*WHAT IS NEEDED*: In the data that follows, find the line containing "the green bush"; then quote that line and every line after it, exactly, through the last one.

*RECORDS FOR THIS TASK*:
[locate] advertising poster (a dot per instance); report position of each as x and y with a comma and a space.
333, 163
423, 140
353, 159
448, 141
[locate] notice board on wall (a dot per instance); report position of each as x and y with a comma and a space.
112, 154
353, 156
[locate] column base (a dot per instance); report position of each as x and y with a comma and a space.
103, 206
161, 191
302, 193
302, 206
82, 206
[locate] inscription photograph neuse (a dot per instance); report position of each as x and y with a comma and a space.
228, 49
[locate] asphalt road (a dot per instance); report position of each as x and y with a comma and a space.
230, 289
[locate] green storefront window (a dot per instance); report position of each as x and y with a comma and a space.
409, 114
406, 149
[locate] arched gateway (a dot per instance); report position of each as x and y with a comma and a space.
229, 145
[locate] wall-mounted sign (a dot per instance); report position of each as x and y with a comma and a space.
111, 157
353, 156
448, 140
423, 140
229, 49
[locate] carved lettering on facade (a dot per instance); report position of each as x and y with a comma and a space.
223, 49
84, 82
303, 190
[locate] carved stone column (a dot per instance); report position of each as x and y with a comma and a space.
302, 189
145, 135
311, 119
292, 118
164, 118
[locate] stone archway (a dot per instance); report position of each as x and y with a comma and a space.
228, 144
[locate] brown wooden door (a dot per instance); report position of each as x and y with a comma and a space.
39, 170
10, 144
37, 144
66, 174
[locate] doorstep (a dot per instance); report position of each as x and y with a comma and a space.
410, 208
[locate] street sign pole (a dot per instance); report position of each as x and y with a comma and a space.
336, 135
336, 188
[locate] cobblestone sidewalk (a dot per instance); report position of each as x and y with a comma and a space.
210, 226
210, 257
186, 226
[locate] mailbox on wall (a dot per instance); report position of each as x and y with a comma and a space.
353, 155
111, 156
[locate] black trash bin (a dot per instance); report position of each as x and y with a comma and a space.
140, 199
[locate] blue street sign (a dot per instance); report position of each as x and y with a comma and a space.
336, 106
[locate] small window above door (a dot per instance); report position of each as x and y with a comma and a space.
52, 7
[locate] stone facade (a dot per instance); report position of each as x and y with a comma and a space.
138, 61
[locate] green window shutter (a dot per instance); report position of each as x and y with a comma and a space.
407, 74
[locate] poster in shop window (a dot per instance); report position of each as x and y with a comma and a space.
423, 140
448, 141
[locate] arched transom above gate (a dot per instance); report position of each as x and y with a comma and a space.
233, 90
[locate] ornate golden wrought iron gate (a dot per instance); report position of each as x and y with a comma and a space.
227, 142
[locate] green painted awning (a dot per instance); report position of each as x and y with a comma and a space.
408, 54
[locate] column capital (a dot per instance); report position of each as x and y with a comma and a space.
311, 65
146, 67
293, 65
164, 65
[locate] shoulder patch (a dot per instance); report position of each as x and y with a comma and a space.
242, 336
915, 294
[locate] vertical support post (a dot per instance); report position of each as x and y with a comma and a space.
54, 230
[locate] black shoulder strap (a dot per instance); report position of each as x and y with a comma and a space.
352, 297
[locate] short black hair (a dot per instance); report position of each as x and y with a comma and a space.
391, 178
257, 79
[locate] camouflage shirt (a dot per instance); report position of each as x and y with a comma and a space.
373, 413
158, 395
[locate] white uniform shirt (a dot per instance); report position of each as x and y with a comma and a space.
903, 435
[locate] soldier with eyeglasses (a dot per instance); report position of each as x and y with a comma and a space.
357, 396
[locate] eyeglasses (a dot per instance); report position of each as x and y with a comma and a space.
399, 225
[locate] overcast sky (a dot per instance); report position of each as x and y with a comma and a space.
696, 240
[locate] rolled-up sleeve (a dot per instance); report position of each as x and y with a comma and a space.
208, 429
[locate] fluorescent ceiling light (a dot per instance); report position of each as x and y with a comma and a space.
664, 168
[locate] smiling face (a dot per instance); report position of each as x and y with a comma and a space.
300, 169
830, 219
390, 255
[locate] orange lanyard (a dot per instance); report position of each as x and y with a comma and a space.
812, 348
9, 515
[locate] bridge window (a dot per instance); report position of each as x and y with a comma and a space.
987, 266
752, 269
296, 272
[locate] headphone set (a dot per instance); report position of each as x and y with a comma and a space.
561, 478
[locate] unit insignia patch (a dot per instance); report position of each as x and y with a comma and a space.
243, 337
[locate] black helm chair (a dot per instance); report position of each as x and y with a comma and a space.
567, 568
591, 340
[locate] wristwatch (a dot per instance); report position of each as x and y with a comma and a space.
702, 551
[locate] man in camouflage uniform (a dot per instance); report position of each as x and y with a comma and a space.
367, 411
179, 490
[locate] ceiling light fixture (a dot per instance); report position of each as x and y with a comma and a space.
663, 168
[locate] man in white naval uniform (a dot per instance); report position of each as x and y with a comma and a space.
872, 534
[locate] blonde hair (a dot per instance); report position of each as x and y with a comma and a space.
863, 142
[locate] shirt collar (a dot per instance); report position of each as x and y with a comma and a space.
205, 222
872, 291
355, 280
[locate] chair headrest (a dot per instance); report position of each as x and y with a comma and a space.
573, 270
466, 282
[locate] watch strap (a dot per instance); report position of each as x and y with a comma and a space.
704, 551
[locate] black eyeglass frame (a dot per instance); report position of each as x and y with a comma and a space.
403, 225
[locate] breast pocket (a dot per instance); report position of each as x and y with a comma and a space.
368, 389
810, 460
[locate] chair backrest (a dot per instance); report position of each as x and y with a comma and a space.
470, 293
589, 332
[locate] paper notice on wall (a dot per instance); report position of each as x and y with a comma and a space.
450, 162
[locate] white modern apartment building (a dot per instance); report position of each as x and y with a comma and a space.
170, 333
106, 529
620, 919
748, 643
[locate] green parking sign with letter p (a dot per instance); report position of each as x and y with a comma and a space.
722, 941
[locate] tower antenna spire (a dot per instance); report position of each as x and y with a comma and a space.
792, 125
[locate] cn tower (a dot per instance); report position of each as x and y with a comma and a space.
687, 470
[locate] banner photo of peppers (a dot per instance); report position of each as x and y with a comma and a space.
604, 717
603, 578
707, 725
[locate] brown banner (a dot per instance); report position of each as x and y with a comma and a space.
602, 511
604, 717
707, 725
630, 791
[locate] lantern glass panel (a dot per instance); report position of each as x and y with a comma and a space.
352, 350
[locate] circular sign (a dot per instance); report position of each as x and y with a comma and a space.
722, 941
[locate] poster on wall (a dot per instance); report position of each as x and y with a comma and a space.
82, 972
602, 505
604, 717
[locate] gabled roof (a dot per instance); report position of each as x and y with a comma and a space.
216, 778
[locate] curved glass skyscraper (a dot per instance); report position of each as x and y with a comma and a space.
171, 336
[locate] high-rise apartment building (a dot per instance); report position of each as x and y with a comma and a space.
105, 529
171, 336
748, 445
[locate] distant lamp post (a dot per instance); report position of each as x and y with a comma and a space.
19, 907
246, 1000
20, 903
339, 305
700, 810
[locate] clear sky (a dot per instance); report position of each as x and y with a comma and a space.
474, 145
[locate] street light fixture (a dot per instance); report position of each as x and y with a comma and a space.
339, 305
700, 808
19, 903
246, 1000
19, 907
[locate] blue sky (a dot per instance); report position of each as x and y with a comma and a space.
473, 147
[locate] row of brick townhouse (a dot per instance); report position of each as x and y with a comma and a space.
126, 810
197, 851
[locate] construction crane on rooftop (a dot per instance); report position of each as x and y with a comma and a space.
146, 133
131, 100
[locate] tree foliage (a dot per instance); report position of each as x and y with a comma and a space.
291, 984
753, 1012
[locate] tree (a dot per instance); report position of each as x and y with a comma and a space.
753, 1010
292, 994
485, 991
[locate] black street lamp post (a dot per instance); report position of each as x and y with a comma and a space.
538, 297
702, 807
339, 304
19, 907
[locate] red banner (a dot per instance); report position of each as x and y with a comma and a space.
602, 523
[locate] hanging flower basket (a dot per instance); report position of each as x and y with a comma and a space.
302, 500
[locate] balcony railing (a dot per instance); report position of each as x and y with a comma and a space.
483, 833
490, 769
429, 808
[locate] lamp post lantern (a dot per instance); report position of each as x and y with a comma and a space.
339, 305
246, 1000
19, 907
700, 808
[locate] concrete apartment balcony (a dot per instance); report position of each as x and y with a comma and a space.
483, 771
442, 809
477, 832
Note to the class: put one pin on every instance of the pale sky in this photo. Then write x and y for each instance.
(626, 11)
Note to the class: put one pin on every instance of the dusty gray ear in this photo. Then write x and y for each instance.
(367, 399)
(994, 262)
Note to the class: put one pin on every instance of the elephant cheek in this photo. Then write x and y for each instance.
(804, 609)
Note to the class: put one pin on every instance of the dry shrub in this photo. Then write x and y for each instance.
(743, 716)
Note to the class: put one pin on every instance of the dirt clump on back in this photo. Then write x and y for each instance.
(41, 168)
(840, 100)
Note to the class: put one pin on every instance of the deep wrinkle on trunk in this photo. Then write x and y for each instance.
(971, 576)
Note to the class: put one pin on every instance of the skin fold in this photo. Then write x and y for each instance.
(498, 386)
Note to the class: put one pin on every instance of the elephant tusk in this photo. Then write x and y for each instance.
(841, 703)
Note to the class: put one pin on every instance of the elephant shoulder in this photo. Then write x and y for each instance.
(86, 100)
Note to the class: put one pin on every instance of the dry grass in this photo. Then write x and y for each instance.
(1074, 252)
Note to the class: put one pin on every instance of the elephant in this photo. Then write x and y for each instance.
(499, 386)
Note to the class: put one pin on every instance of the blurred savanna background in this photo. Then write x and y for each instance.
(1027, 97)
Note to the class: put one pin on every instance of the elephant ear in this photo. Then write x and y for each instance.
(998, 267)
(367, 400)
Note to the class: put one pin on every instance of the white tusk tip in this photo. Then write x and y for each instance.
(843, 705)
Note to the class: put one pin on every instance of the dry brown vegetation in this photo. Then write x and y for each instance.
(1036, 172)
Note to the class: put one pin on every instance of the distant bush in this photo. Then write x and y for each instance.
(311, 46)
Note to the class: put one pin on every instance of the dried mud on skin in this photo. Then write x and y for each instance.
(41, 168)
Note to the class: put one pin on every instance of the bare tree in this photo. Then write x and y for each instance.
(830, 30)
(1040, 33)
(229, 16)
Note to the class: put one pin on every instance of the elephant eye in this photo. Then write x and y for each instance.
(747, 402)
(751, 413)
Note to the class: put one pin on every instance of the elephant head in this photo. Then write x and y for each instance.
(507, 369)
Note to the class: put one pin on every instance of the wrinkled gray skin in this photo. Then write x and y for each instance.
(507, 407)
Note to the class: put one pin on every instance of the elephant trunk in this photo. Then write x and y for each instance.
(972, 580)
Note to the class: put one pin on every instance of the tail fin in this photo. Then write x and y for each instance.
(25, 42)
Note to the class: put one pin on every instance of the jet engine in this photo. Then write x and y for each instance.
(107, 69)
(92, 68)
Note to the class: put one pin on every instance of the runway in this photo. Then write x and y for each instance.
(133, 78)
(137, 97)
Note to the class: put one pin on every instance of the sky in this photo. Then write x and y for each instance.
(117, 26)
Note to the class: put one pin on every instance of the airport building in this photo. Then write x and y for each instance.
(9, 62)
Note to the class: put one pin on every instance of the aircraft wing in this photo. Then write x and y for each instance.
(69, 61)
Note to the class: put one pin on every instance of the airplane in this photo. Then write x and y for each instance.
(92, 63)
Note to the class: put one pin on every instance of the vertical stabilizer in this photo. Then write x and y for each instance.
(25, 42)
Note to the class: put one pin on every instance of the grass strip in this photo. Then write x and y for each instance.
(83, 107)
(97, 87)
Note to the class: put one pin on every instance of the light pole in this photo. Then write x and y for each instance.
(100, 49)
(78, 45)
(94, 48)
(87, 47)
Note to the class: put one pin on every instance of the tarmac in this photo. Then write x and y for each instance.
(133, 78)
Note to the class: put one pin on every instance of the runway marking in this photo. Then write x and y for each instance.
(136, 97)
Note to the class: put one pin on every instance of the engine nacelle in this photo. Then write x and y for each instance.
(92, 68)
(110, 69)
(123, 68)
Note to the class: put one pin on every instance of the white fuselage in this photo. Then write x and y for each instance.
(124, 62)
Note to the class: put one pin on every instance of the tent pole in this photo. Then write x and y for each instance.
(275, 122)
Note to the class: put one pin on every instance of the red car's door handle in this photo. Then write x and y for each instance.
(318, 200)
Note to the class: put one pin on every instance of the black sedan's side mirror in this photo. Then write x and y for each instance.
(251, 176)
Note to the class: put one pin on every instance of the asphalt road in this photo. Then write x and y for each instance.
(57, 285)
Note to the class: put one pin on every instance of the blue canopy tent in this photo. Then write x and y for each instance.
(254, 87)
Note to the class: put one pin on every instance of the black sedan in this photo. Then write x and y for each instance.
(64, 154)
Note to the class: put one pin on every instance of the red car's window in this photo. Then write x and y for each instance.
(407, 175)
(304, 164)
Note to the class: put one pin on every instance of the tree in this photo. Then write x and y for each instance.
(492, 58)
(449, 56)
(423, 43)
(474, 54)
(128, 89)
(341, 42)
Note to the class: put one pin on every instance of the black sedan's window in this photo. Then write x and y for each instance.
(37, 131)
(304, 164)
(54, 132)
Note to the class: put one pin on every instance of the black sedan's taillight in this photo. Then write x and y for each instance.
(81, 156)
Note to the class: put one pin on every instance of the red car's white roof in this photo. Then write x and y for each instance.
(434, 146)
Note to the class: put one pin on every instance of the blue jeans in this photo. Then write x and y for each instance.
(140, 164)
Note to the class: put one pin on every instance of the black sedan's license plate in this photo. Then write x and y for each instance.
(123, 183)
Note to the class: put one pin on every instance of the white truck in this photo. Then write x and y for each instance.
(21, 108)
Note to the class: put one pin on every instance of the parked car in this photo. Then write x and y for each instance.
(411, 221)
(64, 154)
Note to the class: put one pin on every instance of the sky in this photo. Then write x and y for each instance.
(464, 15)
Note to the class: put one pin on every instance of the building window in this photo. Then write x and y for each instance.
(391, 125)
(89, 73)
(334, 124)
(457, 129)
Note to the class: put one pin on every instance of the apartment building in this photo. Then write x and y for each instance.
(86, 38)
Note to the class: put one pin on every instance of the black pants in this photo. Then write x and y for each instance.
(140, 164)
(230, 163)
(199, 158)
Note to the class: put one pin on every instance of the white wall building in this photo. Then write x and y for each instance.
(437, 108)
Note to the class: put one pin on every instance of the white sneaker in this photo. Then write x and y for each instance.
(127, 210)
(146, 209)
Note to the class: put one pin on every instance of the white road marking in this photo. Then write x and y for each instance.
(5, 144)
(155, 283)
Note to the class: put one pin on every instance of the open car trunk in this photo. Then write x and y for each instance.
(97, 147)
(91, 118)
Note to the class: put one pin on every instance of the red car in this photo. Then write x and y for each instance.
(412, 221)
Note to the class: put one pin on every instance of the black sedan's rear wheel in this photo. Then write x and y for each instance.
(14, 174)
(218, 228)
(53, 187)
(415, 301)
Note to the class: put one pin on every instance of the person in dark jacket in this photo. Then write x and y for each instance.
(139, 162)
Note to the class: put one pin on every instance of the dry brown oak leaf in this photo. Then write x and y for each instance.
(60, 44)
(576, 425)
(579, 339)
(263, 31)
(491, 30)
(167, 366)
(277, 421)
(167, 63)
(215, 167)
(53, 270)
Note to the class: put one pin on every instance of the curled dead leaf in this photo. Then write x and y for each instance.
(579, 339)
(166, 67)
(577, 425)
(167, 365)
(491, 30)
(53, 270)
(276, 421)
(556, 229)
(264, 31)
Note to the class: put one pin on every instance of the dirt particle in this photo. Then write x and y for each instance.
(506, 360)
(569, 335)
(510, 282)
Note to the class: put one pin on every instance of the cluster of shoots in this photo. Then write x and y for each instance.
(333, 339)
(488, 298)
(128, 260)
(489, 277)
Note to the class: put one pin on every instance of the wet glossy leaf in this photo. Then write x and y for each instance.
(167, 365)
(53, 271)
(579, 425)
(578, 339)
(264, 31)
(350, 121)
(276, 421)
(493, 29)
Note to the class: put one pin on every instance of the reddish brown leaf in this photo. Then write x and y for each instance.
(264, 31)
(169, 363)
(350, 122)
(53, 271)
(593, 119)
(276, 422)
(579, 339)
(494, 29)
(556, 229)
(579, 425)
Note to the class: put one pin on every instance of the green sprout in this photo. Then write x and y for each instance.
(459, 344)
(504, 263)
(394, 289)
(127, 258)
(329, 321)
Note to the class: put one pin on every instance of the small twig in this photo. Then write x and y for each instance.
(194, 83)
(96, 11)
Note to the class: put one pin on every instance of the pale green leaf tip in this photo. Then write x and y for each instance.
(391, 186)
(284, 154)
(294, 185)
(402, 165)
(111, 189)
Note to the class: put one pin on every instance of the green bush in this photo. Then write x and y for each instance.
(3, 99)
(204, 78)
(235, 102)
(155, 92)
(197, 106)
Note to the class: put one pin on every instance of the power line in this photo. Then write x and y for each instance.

*REPLY TO THE TASK*:
Note to the class: put one pin on every instance of the green bush in this photo. Then write x and y for each instance.
(3, 99)
(204, 78)
(235, 102)
(155, 92)
(197, 106)
Note to the class: put one pin on every instance of the power line in this photo. Then write x and y for each instance.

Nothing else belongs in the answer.